===== Task material
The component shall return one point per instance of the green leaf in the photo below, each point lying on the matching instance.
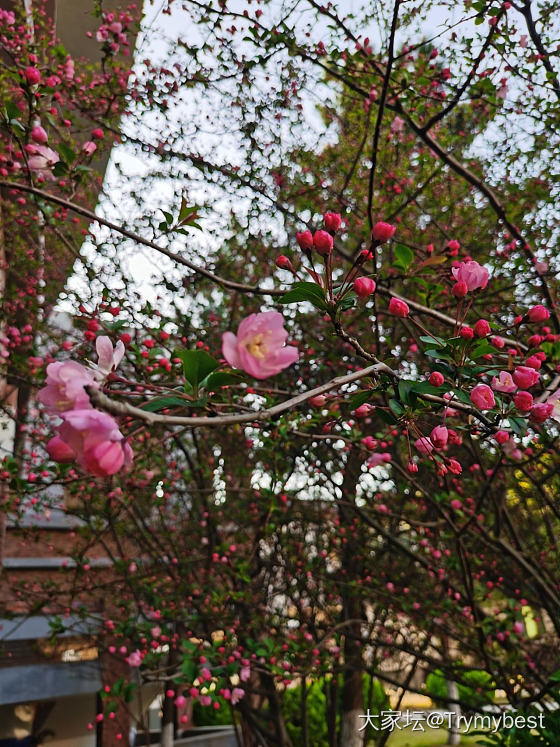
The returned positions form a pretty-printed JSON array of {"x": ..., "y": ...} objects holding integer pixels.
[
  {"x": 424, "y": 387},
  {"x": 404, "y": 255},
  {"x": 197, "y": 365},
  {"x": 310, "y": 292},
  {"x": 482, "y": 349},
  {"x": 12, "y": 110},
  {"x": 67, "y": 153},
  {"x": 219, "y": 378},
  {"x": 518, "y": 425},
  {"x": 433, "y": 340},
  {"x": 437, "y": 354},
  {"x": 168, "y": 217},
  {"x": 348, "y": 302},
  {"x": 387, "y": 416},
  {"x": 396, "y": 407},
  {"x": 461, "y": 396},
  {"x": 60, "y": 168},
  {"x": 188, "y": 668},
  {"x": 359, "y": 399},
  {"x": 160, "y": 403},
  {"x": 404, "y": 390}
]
==========
===== Task material
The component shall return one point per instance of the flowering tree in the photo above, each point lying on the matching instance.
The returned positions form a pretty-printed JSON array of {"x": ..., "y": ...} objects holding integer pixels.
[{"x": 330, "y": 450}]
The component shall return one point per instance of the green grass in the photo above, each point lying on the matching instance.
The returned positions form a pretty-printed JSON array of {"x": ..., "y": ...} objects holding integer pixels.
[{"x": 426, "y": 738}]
==========
Your goal: Pull out each line of the listing that contains the string "above". Case counts.

Task solution:
The component shall return one point per instance of the flowering tree in the photo above, each point lying on the matching instance.
The component shall return one point per instance of the green grass in the photo above, each point lying on the matching instance.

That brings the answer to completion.